(Collected data entries)
----------------------------------------

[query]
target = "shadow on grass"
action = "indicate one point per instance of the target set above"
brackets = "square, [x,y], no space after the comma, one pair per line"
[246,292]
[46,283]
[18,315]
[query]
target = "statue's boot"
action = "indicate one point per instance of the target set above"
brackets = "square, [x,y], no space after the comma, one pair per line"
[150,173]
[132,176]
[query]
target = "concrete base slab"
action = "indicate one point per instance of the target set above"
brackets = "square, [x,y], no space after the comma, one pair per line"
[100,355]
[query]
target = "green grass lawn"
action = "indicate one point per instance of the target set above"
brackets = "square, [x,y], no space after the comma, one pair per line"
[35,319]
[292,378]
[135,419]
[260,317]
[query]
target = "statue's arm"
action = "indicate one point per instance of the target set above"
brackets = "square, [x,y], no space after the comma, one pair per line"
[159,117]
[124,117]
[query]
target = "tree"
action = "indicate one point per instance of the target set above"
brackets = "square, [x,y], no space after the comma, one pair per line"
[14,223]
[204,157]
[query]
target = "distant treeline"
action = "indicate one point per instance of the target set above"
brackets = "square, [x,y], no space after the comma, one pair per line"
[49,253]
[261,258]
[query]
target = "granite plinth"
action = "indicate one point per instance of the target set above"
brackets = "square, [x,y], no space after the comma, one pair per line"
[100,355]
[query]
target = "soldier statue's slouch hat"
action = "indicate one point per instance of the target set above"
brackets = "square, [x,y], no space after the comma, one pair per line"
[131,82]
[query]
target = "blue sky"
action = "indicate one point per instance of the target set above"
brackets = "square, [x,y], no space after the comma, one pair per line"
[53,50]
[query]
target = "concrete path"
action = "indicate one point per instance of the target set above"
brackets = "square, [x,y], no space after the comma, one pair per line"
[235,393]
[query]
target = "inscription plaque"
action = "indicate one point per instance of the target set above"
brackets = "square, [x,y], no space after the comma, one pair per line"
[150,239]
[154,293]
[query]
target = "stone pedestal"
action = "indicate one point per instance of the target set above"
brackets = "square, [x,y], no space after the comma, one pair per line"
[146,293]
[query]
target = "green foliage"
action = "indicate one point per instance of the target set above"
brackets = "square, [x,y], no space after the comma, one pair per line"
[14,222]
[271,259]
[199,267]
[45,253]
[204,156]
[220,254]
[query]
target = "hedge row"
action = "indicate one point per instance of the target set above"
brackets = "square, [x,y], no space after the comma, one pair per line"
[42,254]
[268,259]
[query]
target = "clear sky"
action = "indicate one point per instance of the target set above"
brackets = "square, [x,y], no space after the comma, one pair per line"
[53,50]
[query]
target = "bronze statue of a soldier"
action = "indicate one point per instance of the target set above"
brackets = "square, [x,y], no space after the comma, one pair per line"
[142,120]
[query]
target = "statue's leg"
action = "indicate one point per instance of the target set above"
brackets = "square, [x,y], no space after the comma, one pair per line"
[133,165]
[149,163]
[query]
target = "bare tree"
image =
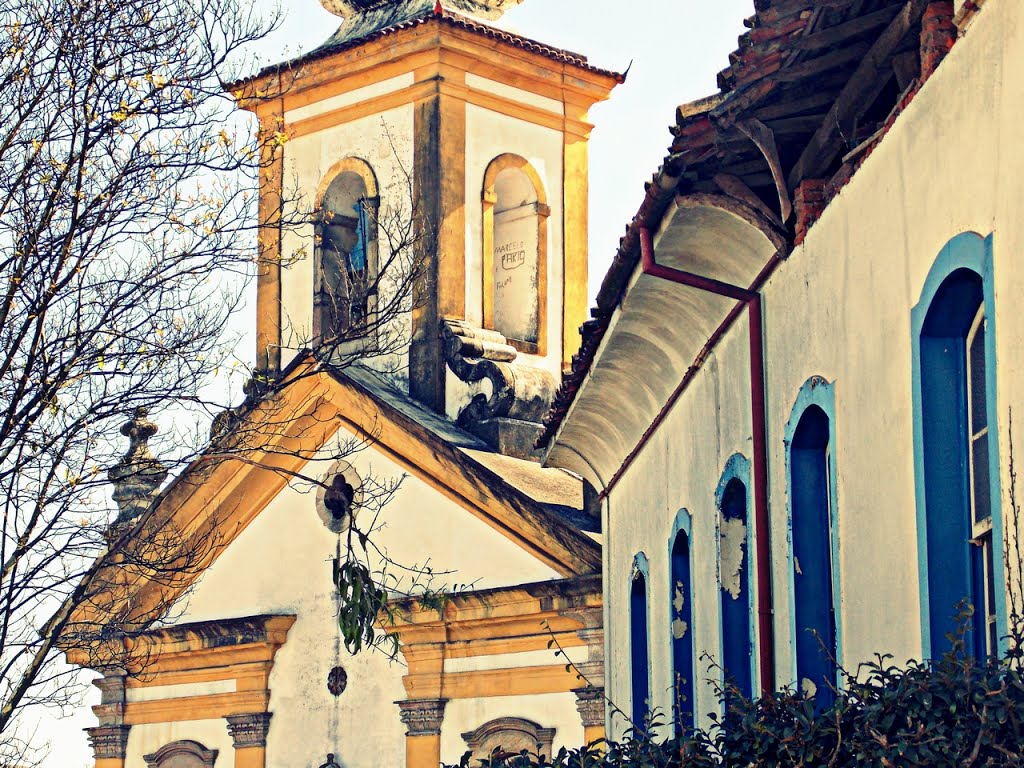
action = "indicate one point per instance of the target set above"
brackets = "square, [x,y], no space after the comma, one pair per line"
[128,226]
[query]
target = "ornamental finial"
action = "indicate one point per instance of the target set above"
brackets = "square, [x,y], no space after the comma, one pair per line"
[395,9]
[137,476]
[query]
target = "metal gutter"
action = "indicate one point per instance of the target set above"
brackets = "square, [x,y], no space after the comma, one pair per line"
[749,299]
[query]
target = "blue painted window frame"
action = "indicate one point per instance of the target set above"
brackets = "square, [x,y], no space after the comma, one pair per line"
[737,468]
[683,524]
[820,392]
[966,251]
[640,688]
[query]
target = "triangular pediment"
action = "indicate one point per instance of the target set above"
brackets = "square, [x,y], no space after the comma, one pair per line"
[218,496]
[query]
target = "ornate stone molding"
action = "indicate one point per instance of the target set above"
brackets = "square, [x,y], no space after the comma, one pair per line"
[508,419]
[510,735]
[188,752]
[109,741]
[423,717]
[138,475]
[249,730]
[590,705]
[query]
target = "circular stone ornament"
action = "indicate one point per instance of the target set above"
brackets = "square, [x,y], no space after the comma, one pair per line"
[337,681]
[339,497]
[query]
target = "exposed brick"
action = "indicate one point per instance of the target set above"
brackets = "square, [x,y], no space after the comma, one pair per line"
[938,33]
[809,202]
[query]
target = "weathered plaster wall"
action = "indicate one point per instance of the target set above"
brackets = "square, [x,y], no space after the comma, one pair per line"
[385,141]
[282,564]
[840,307]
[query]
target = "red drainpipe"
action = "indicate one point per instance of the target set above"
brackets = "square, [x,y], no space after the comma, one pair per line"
[752,299]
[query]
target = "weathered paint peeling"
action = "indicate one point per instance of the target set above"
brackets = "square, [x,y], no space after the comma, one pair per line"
[732,547]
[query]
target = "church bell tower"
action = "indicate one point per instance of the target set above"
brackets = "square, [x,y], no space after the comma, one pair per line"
[491,131]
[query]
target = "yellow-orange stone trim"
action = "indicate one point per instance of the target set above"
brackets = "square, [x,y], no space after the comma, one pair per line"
[218,496]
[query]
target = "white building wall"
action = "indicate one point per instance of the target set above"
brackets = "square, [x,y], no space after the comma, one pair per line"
[840,307]
[281,563]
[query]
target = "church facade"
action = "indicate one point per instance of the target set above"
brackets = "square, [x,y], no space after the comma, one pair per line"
[782,443]
[415,119]
[796,396]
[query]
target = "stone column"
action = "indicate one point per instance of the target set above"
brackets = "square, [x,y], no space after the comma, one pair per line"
[110,738]
[249,737]
[590,705]
[110,744]
[423,735]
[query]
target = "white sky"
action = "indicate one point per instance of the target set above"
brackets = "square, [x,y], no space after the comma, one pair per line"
[676,46]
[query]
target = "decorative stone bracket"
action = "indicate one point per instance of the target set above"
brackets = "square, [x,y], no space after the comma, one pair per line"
[508,419]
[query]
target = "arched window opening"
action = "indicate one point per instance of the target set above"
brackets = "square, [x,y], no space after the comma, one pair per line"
[515,248]
[345,274]
[954,370]
[682,634]
[639,650]
[813,570]
[737,646]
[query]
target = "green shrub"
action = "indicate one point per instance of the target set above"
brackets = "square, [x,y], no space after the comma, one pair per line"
[955,712]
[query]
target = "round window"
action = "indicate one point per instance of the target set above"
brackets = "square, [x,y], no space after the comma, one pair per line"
[339,497]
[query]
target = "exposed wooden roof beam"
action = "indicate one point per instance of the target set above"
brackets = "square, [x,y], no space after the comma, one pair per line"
[782,8]
[838,34]
[862,88]
[762,135]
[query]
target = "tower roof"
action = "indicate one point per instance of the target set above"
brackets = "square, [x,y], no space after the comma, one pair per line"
[350,9]
[368,19]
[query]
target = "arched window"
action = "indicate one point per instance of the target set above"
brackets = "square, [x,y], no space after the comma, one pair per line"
[955,451]
[814,541]
[515,253]
[734,576]
[681,611]
[345,267]
[639,644]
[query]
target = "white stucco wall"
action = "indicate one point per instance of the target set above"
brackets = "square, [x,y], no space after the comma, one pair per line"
[840,307]
[385,142]
[281,563]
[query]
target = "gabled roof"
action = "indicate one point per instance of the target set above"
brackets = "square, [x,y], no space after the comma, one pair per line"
[392,18]
[810,86]
[219,495]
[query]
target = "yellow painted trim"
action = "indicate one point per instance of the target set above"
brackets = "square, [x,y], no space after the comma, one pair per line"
[415,48]
[210,707]
[220,498]
[370,108]
[423,752]
[268,326]
[488,198]
[518,681]
[250,757]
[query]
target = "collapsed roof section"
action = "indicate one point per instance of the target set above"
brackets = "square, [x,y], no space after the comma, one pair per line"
[813,85]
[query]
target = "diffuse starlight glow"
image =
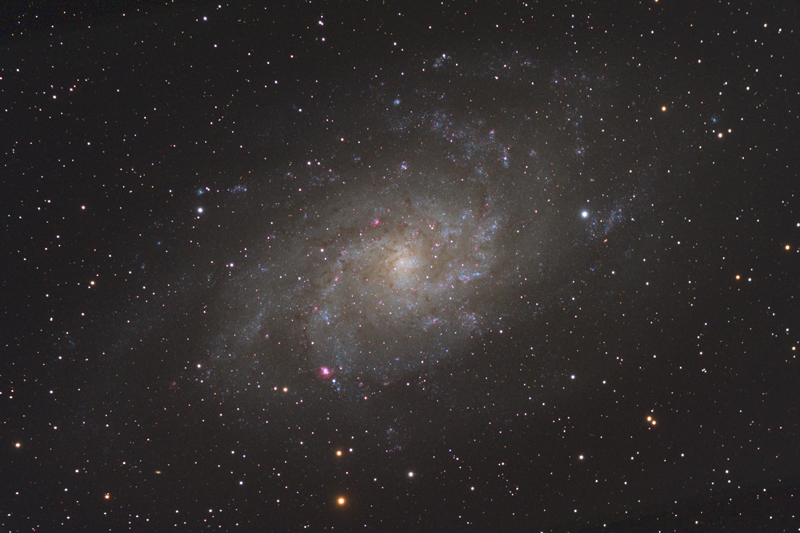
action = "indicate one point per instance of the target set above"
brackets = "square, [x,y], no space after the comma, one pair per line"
[405,275]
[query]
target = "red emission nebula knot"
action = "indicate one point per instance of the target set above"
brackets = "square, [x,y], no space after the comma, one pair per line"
[324,372]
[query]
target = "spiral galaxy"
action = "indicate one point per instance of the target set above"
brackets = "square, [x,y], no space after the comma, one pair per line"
[422,222]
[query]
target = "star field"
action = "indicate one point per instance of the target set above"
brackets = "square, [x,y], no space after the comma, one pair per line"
[501,267]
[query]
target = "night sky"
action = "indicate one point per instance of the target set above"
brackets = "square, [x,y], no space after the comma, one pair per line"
[375,266]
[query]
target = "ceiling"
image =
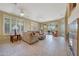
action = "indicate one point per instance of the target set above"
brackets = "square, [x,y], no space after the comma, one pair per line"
[40,12]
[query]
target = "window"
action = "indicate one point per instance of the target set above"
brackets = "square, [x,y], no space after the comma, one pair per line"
[9,24]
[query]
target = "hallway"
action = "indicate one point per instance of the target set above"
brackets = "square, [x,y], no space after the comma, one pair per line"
[51,46]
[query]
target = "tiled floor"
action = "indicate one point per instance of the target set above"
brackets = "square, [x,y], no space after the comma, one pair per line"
[50,46]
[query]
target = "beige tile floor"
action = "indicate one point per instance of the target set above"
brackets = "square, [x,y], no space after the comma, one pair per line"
[50,46]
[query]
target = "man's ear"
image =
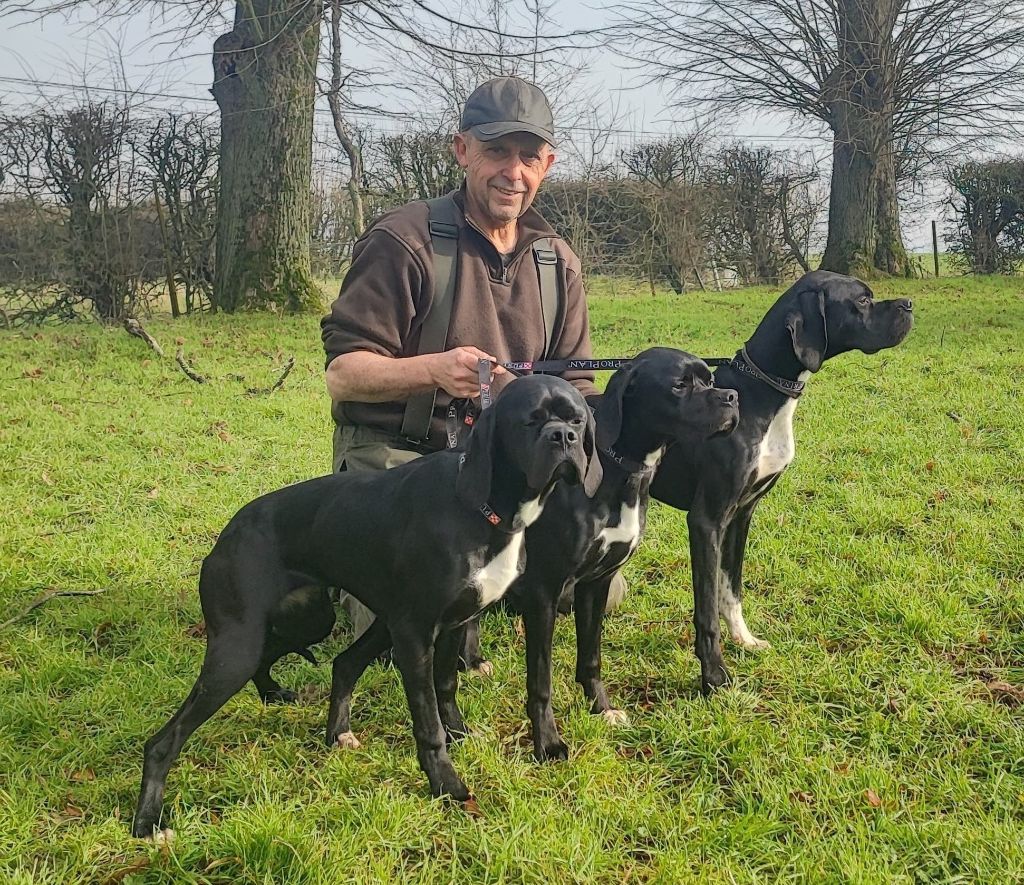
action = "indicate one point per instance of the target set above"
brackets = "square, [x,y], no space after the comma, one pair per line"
[807,329]
[473,482]
[609,412]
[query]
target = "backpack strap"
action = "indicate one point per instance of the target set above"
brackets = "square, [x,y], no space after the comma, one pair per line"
[552,301]
[433,334]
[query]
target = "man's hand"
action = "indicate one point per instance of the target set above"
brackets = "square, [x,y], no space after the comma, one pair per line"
[456,371]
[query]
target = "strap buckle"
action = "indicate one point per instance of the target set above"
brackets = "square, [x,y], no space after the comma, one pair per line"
[440,228]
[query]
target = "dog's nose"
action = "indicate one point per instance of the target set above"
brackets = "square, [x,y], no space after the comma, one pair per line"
[563,435]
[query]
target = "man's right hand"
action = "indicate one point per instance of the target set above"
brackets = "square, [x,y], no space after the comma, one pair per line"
[456,371]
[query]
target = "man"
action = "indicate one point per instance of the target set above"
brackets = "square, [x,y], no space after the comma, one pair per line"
[375,365]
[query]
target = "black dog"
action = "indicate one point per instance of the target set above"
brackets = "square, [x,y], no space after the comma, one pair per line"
[424,546]
[821,315]
[659,398]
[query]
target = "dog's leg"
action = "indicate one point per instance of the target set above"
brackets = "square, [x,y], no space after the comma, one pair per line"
[539,619]
[589,609]
[470,658]
[414,654]
[267,687]
[706,557]
[345,672]
[730,586]
[230,661]
[446,682]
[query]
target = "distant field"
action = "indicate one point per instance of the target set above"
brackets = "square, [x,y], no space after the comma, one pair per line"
[880,740]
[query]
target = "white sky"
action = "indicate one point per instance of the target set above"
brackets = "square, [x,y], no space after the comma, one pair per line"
[145,54]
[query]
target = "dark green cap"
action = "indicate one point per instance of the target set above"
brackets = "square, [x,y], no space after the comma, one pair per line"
[508,104]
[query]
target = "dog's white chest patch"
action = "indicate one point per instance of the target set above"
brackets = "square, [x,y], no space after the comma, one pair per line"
[627,532]
[777,446]
[494,579]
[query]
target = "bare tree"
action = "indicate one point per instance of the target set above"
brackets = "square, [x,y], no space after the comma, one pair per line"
[879,73]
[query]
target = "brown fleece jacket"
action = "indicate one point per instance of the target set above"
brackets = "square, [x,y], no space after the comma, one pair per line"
[389,287]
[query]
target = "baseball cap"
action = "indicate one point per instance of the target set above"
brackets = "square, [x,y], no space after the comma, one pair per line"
[508,104]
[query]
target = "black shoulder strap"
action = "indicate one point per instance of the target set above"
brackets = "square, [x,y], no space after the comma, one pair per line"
[433,335]
[552,301]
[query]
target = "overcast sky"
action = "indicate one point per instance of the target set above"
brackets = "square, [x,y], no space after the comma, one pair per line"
[146,54]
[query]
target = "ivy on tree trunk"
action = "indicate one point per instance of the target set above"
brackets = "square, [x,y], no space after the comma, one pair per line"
[264,87]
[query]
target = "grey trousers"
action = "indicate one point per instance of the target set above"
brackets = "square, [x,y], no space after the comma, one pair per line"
[357,448]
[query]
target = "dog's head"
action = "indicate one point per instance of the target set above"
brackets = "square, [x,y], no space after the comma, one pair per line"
[671,393]
[541,427]
[828,313]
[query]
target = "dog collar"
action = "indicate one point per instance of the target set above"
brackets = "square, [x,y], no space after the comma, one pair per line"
[742,363]
[628,464]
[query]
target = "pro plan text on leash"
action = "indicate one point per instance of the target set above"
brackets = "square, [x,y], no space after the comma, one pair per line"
[720,483]
[424,546]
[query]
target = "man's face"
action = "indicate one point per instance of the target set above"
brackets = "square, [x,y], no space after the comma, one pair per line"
[502,175]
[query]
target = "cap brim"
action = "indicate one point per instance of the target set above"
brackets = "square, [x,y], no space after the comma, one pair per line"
[489,131]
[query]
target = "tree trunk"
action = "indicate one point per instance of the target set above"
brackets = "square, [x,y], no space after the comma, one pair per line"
[264,87]
[861,242]
[890,253]
[853,206]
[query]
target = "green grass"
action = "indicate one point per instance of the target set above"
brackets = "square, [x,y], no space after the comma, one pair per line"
[878,741]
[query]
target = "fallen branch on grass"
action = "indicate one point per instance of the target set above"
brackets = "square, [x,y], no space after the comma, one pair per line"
[43,598]
[192,373]
[133,327]
[261,391]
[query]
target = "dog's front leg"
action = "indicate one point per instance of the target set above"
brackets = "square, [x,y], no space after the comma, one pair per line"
[347,669]
[414,654]
[470,657]
[730,586]
[591,599]
[446,682]
[539,620]
[706,556]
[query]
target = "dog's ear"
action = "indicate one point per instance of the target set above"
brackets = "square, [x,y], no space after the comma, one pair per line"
[609,412]
[473,482]
[807,329]
[593,473]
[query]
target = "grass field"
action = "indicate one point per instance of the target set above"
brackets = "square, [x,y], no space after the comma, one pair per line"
[880,740]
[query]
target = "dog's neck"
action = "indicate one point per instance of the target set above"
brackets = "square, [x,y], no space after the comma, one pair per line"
[634,457]
[509,494]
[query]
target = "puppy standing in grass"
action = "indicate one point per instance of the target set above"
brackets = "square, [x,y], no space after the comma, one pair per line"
[424,546]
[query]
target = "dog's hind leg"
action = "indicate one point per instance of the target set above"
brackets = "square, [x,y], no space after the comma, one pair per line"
[347,669]
[303,618]
[414,654]
[446,682]
[730,585]
[231,658]
[590,603]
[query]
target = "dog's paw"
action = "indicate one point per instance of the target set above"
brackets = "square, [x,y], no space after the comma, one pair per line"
[347,741]
[751,642]
[552,750]
[616,718]
[157,837]
[713,679]
[281,696]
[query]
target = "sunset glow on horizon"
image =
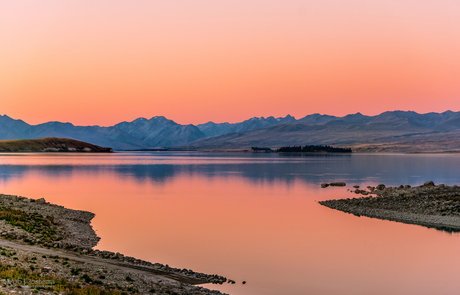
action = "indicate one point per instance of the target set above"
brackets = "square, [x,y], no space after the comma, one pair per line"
[100,63]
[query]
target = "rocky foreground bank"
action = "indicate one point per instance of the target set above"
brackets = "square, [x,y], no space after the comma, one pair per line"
[429,205]
[47,242]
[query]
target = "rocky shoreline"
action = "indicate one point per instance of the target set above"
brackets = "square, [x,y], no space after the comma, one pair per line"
[430,205]
[29,227]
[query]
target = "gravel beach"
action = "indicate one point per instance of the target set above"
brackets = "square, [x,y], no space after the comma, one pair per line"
[47,242]
[430,205]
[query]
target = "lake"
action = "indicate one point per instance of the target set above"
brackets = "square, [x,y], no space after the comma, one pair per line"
[253,217]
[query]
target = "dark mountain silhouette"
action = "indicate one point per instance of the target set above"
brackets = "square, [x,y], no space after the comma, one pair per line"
[389,131]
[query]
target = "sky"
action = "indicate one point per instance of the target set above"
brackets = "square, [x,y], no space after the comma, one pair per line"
[103,62]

----------------------------------------

> _WHAT TO PRODUCE_:
Find every line in the records that contains the string "soldier" and copy each one out in full.

> _ANSWER TO THE EXERCISE_:
target = "soldier statue's slouch hat"
target = "bronze statue of a soldier"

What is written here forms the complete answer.